WORK REQUIRED
Reproduce every one of the following records word for word, but leave the pictures out of your answer.

EXERCISE DATA
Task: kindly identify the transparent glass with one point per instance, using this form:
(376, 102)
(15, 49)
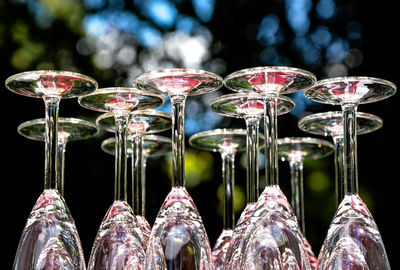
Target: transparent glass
(119, 243)
(153, 147)
(178, 239)
(295, 150)
(353, 240)
(331, 124)
(250, 107)
(69, 129)
(272, 238)
(50, 238)
(227, 142)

ANSWER TO THIS PROBLEM
Task: kindly identify the transparent glass with one point per instance, using this form:
(376, 102)
(15, 49)
Target: transparent glass
(119, 243)
(153, 147)
(178, 239)
(295, 150)
(353, 240)
(331, 124)
(250, 107)
(69, 129)
(272, 238)
(50, 238)
(227, 142)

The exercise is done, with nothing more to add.